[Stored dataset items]
>> begin

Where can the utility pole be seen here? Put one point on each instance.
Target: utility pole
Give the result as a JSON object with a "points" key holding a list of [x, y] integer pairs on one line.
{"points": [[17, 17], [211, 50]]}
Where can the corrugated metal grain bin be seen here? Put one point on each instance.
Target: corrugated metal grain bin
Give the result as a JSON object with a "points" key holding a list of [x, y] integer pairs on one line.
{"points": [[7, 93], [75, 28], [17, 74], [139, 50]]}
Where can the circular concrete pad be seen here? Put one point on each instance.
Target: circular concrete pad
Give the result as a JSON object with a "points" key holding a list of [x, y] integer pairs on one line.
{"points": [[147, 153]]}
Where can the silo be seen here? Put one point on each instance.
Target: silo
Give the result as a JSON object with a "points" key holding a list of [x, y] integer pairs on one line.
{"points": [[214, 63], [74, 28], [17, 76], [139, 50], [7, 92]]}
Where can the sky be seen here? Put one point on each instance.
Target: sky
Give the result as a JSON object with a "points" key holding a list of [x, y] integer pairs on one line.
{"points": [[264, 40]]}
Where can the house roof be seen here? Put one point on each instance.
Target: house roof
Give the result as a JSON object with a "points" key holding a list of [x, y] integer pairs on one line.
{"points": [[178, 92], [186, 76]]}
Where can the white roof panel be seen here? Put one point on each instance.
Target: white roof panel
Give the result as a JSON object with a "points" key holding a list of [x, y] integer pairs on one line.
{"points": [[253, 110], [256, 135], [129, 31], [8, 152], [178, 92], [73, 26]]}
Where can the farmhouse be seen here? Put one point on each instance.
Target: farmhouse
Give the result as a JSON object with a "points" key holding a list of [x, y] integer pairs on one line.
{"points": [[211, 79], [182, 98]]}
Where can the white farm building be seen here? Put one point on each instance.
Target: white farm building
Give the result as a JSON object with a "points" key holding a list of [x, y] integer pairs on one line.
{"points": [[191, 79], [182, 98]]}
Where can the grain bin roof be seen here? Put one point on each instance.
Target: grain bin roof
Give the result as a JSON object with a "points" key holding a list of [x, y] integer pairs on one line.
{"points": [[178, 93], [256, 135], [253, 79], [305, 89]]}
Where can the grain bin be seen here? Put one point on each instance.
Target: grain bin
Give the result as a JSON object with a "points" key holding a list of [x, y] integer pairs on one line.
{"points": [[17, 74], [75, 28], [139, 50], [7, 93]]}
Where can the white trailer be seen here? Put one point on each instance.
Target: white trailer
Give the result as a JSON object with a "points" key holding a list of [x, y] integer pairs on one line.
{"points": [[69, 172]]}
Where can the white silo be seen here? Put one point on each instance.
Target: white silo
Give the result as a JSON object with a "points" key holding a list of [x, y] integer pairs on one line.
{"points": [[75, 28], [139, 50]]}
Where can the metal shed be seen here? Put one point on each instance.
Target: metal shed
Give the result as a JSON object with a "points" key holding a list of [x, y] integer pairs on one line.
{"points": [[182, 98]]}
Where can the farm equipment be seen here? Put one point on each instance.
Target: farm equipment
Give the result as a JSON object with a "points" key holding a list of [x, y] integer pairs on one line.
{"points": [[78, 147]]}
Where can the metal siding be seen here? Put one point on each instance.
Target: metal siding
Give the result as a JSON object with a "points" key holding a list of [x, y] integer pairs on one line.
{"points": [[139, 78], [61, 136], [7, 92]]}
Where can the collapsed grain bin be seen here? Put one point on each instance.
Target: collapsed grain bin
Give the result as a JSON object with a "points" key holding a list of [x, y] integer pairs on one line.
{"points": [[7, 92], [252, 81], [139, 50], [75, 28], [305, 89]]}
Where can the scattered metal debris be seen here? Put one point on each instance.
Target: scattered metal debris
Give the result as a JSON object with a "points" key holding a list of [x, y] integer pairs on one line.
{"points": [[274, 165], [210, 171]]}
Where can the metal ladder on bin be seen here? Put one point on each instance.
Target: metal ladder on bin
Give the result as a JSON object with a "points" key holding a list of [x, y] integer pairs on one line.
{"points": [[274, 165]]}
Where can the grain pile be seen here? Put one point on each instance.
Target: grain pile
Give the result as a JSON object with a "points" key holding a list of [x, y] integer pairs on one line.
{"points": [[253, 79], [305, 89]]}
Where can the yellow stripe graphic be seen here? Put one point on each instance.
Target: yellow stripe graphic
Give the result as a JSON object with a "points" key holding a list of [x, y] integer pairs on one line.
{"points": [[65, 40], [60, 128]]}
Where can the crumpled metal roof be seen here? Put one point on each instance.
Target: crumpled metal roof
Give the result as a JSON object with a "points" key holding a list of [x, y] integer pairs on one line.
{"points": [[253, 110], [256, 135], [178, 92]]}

>> end

Extract, word for word, each line of the listing above.

Where can the utility pole be seen here? Put one point on each instance.
Target: utility pole
Give the result as a JSON object with a "points" key holding a list of [x, y] integer pairs on one line.
{"points": [[17, 17], [211, 50]]}
Where can the corrugated metal grain bin be seen here? Put one point on each instance.
Target: corrugated metal grain bin
Give the result as a JSON object with a "points" key holding a list of [x, y] integer pairs on one line.
{"points": [[7, 93], [75, 28], [17, 74], [139, 50]]}
Where can the circular concrete pad be seen here? Put one point on each instance.
Target: circular concrete pad
Give the result as a JSON object with a "points" key holding a list of [x, y] integer pairs on one line.
{"points": [[147, 153]]}
Where can the silo be seen here? Put one point on each instance.
Target: silo
Give the result as a JSON object with a "points" key holding a list of [x, y] integer pairs on one line.
{"points": [[214, 63], [74, 28], [17, 76], [139, 50], [7, 92]]}
Where can the sky be seen here? Put one point on each instance.
Target: sky
Give the result as a JSON object with a "points" key holding a list of [x, y] integer pairs on one line.
{"points": [[264, 40]]}
Where can the house roof be seen here? Put one point on each instance.
Target: house roof
Give the result as a JSON object with a "points" key holding a list of [x, y] integer pairs on one line.
{"points": [[178, 92], [186, 76]]}
Where can the white roof panel be seen here? Put one point on each instance.
Target: white roof panel
Give the result as a JSON object with a "points" key holding a list of [x, y] integer pairs on one line.
{"points": [[253, 110], [256, 135], [129, 31], [8, 152], [178, 92], [73, 26]]}
Where can the farmhouse be seen here? Put one point on each instance.
Target: farmhouse
Give the result as a JSON object with a "points" key holding a list of [x, y] integer pairs on one line.
{"points": [[211, 79], [182, 98]]}
Where can the white farm building be seen here? Put one point on each instance.
Target: white farm building
Give the result as a JSON object with a "points" key holding a list of [x, y] integer pairs on one line.
{"points": [[191, 79], [182, 98]]}
Where can the grain bin roof be seen here? Put one point on each instance.
Target: grain bin roof
Give the result as a JSON object with a "points" key holding a list of [x, y] integer pairs on one line.
{"points": [[178, 93], [256, 135], [253, 79], [305, 89]]}
Where can the grain bin be seen here? Put one point on each instance.
Target: grain bin
Give the result as a JSON object with a "points" key holding a list of [x, y] integer pairs on one line.
{"points": [[17, 74], [75, 28], [139, 50], [7, 93]]}
Where can the white trailer be seen here? Put one point on each instance.
Target: white trailer
Give the result as a JSON object with a "points" key holding a list of [x, y] integer pairs on one line.
{"points": [[69, 172]]}
Where can the white silo be seen here? Put one point on each instance.
Target: white silo
Give the result as a JSON object with a "points" key holding a list of [x, y] integer pairs on one line.
{"points": [[75, 28], [139, 50]]}
Where can the metal shed be seen here? Put one point on each instance.
Target: metal shed
Give the result as a JSON object with a "points" key holding a list of [x, y] integer pairs on one line.
{"points": [[182, 98]]}
Where can the farm equipment be seen here? Put one point on each instance.
Target: farm equipment
Give the result as a JSON object with a "points" key holding a list of [x, y] integer pairs on one line.
{"points": [[78, 147]]}
Where can the metal siding be seen here? Put one point on each instance.
Target: metal siding
Give the result as a JSON object with a "points" key holding a list of [x, y] integer pairs on one line.
{"points": [[139, 78], [61, 136], [7, 92]]}
Where can the collapsed grain bin be seen here? Put one point on each instance.
Target: collapsed grain bin
Give the result as a JSON object with a "points" key holding a list of [x, y] integer pairs on one line.
{"points": [[7, 92], [252, 81], [139, 50], [75, 28], [305, 89]]}
Where can the scattered metal debris be seen here? Put one point on each instance.
Target: scattered metal debris
Give the result as a JSON object with a "points" key holding a list of [x, y] integer pairs on one line.
{"points": [[274, 165], [210, 171]]}
Where can the metal ladder on bin be seen here? Put one point on each instance.
Target: metal ladder on bin
Give the result as a JSON object with a "points" key holding a list of [x, y] integer pairs on one line.
{"points": [[274, 165]]}
Where can the grain pile be seen here? Put one point on each instance.
Target: grain pile
Give the result as a JSON object with a "points" key holding a list of [x, y] integer pairs on one line.
{"points": [[253, 79], [305, 89]]}
Where can the yellow stripe graphic be seen here? Put one point on each instance.
Target: yellow stripe graphic
Give the result as a JSON object with a "points" key holding a list of [x, y] integer pairs on one line.
{"points": [[65, 40], [60, 128]]}
Where can the crumpled metal roof be seen here? Put one point on each instance.
Target: crumpled metal roof
Give the result as a JSON object with a "points" key holding a list of [x, y] integer pairs on one line.
{"points": [[253, 110], [256, 135], [178, 92]]}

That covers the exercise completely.